▶ Exercise aim
Rewrite everything from the line containing "of the leafy" down to the line containing "point(610, 565)", with both of those lines included. Offset each coordinate in the answers by adding 84, and keep all other text unchanged.
--- Listed records ---
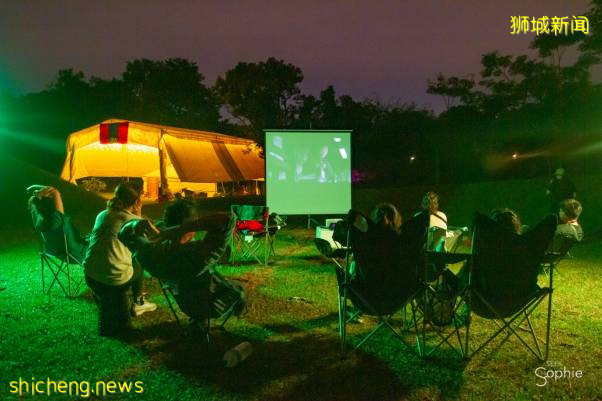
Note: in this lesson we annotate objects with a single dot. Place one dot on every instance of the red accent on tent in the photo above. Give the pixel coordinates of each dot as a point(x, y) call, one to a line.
point(108, 131)
point(122, 133)
point(104, 133)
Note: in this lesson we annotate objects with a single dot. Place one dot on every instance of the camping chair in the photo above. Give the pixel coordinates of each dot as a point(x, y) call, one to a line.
point(561, 246)
point(60, 267)
point(502, 282)
point(439, 306)
point(253, 237)
point(226, 299)
point(384, 302)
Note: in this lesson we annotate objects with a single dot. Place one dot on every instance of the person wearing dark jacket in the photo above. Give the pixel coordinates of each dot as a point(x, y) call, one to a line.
point(174, 256)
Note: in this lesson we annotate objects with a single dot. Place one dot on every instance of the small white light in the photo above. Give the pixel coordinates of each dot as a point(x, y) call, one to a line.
point(277, 156)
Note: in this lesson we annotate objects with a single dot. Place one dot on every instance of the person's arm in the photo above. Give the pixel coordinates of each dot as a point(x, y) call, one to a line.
point(137, 234)
point(55, 195)
point(205, 223)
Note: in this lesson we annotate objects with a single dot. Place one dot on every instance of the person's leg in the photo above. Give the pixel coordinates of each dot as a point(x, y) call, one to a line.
point(113, 303)
point(137, 281)
point(138, 304)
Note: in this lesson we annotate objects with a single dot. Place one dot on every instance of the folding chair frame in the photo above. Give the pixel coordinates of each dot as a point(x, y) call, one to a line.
point(59, 265)
point(223, 319)
point(384, 321)
point(507, 324)
point(243, 249)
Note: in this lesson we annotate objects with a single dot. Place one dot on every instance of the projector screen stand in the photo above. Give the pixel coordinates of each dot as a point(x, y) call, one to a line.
point(310, 220)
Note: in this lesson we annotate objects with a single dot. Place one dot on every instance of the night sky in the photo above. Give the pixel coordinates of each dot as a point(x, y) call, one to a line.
point(384, 49)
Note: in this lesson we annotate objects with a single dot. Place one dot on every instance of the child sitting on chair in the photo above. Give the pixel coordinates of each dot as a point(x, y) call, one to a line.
point(49, 219)
point(172, 254)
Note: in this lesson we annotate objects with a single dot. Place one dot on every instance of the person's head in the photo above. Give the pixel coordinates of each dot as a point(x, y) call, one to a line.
point(386, 215)
point(430, 202)
point(177, 213)
point(43, 205)
point(508, 219)
point(559, 173)
point(570, 209)
point(126, 197)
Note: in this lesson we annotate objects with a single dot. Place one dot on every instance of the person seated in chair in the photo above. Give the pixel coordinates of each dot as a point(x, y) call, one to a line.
point(173, 256)
point(430, 204)
point(49, 219)
point(508, 219)
point(379, 281)
point(568, 225)
point(116, 281)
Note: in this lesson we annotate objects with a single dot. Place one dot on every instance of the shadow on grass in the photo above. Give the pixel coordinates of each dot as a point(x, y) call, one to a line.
point(300, 367)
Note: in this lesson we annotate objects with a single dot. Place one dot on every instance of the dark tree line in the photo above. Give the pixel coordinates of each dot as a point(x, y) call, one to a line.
point(538, 108)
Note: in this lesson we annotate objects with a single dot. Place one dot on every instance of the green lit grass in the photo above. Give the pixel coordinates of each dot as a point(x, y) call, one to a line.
point(291, 322)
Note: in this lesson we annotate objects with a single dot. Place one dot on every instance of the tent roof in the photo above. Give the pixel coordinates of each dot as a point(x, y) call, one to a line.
point(191, 155)
point(151, 134)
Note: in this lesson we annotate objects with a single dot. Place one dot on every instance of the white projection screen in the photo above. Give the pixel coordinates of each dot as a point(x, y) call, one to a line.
point(308, 172)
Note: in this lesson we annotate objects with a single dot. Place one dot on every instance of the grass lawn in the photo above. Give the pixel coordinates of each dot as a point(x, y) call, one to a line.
point(292, 324)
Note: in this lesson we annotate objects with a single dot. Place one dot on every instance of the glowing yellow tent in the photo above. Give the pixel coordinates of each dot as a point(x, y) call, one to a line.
point(174, 157)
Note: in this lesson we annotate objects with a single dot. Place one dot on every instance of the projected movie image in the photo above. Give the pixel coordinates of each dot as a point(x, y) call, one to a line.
point(308, 172)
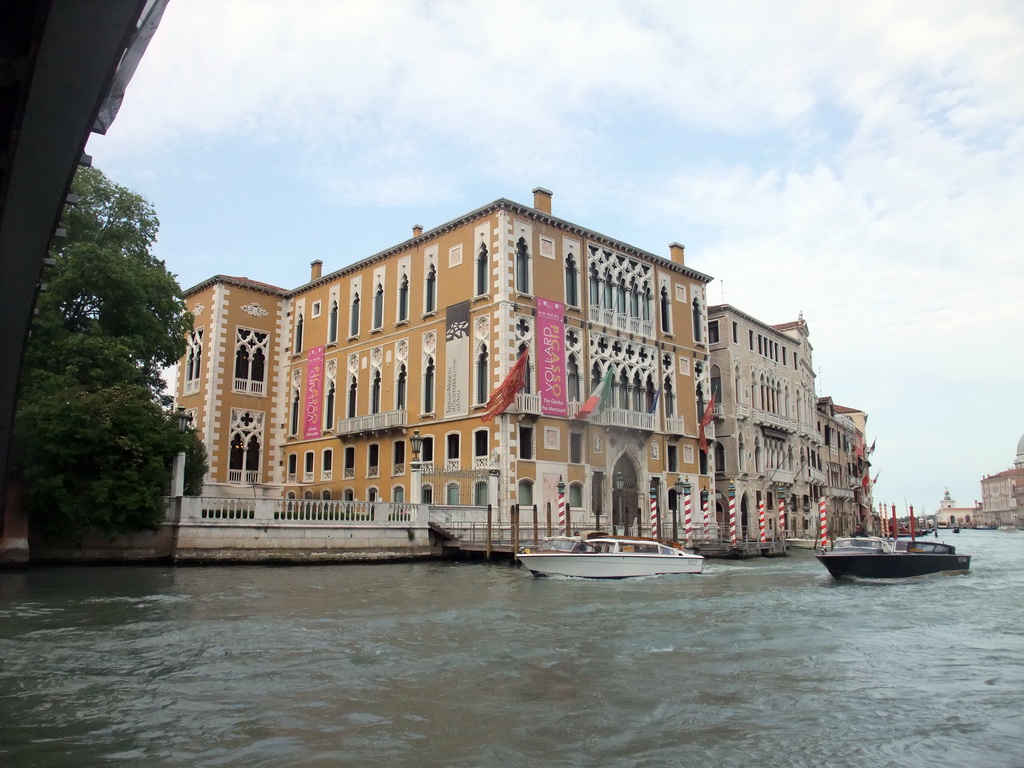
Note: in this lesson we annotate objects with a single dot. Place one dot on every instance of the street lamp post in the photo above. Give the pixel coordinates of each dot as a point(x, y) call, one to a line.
point(416, 479)
point(182, 420)
point(563, 523)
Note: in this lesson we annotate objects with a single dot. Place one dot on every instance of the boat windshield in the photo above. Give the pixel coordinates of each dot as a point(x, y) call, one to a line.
point(861, 545)
point(563, 545)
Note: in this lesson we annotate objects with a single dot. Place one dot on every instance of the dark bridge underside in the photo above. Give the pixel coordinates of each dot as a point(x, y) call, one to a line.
point(57, 59)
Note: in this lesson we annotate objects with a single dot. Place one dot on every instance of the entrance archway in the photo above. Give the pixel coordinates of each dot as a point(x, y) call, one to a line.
point(627, 496)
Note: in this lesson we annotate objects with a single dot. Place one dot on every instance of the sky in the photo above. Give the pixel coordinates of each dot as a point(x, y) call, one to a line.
point(858, 163)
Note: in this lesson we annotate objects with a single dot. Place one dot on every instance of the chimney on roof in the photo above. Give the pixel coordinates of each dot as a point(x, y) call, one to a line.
point(542, 200)
point(677, 254)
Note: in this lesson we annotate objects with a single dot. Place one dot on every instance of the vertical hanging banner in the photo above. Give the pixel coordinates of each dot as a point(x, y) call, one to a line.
point(457, 359)
point(314, 386)
point(551, 356)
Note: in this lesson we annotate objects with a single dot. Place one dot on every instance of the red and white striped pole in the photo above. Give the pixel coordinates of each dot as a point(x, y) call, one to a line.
point(561, 508)
point(732, 514)
point(823, 523)
point(687, 522)
point(761, 521)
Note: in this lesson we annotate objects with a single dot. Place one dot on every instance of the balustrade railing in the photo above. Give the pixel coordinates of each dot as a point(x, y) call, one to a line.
point(374, 422)
point(616, 417)
point(249, 386)
point(210, 510)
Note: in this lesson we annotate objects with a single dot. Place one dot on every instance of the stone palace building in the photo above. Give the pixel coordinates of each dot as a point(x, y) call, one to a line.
point(369, 382)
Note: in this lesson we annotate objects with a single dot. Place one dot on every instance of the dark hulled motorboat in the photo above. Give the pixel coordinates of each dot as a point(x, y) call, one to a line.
point(870, 557)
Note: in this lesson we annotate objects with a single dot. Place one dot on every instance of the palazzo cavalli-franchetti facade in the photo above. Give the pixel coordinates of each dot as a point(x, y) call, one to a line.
point(317, 392)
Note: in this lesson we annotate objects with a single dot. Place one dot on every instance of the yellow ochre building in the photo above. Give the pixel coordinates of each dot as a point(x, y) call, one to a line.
point(369, 383)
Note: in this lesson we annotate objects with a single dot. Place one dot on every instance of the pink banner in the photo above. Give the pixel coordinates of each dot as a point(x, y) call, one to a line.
point(551, 356)
point(314, 386)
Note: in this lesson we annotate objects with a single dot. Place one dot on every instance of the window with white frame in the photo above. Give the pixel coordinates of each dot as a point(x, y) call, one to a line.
point(251, 351)
point(327, 466)
point(194, 360)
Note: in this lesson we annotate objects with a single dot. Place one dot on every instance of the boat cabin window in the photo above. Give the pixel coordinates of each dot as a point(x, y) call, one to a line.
point(871, 545)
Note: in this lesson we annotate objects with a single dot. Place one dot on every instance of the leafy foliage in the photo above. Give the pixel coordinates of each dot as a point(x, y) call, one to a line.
point(94, 439)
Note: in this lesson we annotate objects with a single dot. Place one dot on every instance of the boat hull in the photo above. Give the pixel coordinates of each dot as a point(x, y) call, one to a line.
point(892, 565)
point(610, 565)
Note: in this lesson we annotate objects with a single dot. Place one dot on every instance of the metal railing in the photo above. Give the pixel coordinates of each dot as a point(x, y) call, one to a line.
point(374, 422)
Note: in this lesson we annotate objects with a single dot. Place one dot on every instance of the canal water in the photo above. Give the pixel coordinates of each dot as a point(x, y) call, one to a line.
point(766, 662)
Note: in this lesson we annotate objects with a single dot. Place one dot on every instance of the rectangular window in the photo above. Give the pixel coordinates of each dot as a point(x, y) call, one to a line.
point(373, 460)
point(452, 451)
point(525, 441)
point(576, 448)
point(713, 332)
point(398, 467)
point(481, 444)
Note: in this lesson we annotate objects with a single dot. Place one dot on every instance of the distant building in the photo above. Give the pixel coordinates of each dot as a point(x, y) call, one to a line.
point(951, 516)
point(1003, 494)
point(776, 440)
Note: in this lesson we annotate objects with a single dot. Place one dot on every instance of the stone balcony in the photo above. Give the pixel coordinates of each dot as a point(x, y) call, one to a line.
point(374, 423)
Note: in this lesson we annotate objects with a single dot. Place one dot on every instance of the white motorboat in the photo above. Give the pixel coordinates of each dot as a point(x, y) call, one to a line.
point(607, 557)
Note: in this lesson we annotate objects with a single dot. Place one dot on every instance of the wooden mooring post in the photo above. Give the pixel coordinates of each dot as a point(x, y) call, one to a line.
point(515, 529)
point(487, 538)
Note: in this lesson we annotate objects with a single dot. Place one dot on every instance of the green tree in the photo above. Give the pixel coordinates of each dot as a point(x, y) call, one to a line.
point(93, 435)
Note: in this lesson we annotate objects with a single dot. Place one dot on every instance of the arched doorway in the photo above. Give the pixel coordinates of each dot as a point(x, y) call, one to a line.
point(627, 497)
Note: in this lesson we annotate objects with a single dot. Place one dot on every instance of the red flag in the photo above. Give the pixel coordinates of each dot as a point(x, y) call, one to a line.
point(502, 397)
point(707, 419)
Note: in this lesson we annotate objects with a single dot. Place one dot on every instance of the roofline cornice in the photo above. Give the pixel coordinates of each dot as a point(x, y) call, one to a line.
point(729, 309)
point(502, 204)
point(227, 280)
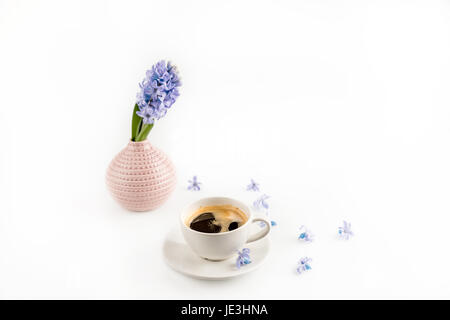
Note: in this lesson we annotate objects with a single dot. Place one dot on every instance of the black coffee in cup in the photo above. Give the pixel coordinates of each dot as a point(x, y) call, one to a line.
point(215, 219)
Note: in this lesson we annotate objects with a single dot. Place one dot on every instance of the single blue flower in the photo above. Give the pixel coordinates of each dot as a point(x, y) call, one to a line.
point(194, 185)
point(304, 265)
point(261, 203)
point(243, 258)
point(253, 186)
point(345, 232)
point(158, 90)
point(305, 234)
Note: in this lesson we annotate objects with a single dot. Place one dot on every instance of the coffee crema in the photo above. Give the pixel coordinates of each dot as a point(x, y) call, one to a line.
point(215, 219)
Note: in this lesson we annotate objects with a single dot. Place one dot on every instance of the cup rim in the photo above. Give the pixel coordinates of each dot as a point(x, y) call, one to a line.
point(247, 211)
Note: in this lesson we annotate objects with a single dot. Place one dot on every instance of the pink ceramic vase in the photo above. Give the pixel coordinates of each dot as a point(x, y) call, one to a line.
point(140, 177)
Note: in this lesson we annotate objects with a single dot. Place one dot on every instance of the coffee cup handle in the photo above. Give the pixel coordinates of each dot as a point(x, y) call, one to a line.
point(260, 234)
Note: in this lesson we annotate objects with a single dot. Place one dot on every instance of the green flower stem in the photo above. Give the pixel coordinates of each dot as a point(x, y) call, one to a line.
point(136, 123)
point(145, 130)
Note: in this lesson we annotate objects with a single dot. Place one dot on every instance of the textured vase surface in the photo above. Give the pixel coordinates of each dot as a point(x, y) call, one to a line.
point(141, 177)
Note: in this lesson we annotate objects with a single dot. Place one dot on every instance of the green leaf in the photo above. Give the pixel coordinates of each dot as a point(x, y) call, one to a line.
point(144, 132)
point(135, 123)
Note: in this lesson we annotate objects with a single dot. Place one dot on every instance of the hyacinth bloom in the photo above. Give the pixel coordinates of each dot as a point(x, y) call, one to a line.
point(305, 234)
point(345, 232)
point(243, 258)
point(304, 265)
point(194, 184)
point(158, 92)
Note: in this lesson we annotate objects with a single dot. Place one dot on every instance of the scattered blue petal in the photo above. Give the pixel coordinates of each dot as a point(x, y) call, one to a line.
point(345, 232)
point(305, 234)
point(304, 265)
point(260, 203)
point(243, 258)
point(194, 185)
point(253, 186)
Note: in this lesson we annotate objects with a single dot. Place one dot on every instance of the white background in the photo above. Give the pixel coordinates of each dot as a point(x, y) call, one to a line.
point(339, 109)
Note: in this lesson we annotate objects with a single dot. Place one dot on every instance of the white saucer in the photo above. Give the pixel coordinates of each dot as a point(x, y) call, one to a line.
point(181, 258)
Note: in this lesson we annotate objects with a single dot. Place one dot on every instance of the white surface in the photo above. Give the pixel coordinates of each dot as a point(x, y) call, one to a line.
point(181, 258)
point(340, 109)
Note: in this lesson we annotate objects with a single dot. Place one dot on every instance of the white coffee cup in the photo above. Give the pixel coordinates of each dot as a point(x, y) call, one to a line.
point(223, 245)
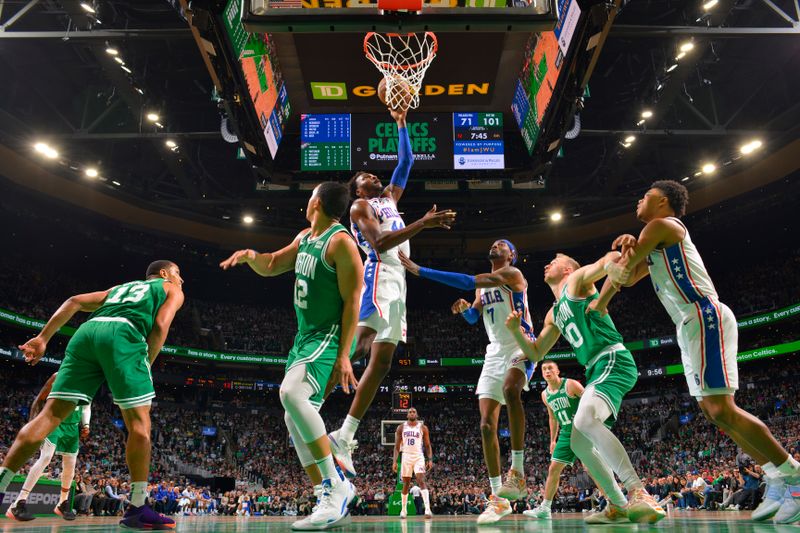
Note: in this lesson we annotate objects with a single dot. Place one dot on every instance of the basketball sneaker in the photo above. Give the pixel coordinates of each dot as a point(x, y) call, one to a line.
point(343, 453)
point(613, 514)
point(333, 509)
point(789, 511)
point(643, 508)
point(773, 499)
point(540, 513)
point(514, 487)
point(64, 511)
point(496, 509)
point(145, 518)
point(20, 512)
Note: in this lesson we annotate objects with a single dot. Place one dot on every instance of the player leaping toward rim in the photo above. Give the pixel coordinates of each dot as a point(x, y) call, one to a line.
point(410, 439)
point(505, 372)
point(610, 374)
point(381, 233)
point(707, 336)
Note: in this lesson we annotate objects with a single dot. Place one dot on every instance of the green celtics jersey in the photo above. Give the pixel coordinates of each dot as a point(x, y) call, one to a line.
point(562, 405)
point(135, 301)
point(589, 334)
point(317, 302)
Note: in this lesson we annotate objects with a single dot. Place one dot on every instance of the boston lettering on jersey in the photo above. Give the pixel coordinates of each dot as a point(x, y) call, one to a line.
point(306, 265)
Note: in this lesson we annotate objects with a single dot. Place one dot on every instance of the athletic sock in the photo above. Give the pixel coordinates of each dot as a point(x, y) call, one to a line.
point(328, 469)
point(426, 499)
point(518, 461)
point(6, 475)
point(138, 493)
point(496, 483)
point(791, 468)
point(349, 428)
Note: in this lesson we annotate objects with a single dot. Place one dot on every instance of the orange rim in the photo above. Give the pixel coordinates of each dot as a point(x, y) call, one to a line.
point(390, 66)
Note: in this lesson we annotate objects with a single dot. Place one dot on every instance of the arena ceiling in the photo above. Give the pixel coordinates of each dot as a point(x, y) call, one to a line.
point(62, 87)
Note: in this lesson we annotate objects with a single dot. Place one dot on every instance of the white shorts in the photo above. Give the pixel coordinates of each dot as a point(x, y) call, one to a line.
point(383, 302)
point(412, 464)
point(709, 343)
point(499, 359)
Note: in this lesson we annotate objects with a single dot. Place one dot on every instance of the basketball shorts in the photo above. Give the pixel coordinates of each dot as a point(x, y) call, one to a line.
point(412, 465)
point(499, 360)
point(383, 302)
point(613, 374)
point(709, 343)
point(318, 352)
point(105, 349)
point(65, 438)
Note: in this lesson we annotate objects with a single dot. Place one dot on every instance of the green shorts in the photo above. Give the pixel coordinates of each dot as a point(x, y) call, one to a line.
point(563, 453)
point(65, 439)
point(612, 375)
point(105, 350)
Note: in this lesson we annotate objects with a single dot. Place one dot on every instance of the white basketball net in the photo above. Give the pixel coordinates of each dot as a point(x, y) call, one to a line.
point(402, 58)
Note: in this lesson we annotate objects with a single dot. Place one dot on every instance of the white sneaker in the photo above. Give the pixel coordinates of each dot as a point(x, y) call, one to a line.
point(496, 509)
point(343, 453)
point(539, 513)
point(789, 511)
point(332, 510)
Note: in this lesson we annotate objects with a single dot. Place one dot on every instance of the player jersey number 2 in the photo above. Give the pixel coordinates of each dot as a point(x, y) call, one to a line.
point(573, 335)
point(128, 293)
point(300, 293)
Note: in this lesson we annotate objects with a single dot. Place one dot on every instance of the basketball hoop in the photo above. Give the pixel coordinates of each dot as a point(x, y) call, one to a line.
point(402, 58)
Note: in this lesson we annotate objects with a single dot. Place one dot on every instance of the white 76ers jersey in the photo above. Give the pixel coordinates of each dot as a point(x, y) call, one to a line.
point(412, 439)
point(680, 278)
point(390, 220)
point(498, 302)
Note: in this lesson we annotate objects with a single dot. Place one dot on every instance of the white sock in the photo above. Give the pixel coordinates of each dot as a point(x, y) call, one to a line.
point(138, 493)
point(518, 461)
point(349, 428)
point(6, 475)
point(426, 499)
point(790, 467)
point(328, 469)
point(496, 483)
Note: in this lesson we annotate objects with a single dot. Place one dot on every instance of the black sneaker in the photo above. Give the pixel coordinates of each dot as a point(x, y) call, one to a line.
point(63, 510)
point(19, 512)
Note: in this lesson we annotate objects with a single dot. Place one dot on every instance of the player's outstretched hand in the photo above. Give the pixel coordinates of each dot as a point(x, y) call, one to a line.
point(344, 370)
point(514, 320)
point(238, 257)
point(460, 306)
point(409, 265)
point(439, 219)
point(33, 350)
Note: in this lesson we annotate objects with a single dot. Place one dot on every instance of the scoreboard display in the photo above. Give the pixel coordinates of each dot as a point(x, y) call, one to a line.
point(478, 141)
point(325, 142)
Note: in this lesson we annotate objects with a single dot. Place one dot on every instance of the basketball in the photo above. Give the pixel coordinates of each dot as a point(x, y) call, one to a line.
point(399, 91)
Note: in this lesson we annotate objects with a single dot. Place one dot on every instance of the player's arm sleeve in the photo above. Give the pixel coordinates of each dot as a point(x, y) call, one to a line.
point(405, 159)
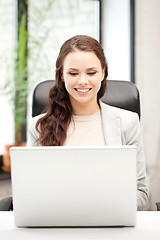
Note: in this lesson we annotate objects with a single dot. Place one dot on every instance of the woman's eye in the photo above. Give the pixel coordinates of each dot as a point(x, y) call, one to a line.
point(91, 73)
point(73, 74)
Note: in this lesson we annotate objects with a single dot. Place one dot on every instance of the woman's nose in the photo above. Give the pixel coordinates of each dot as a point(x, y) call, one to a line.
point(83, 80)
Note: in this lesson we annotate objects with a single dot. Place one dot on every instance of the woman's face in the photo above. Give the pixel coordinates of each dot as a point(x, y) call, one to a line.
point(82, 76)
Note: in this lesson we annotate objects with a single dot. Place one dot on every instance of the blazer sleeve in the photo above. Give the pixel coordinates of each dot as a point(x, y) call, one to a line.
point(132, 136)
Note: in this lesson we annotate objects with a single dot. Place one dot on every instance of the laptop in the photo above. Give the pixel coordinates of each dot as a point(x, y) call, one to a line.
point(74, 186)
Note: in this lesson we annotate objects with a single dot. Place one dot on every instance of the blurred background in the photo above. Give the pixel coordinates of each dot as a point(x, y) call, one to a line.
point(31, 33)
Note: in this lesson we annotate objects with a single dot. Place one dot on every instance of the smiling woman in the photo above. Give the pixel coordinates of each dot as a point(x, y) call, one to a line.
point(75, 114)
---
▶ Answer for the task
Note: in this lesson we annotate objects with a single dot. Place one dot on every instance of the leafy foliage in the photo above. Give the pixel coordinates of each dot as a point(x, y) call, one to a line.
point(178, 523)
Note: in this lesson we annotate objects with a single dot. Place one dot on every instance of the boat hull in the photo above. Give the pixel coordinates of each dot as a point(x, y) call, one to a line.
point(976, 649)
point(694, 649)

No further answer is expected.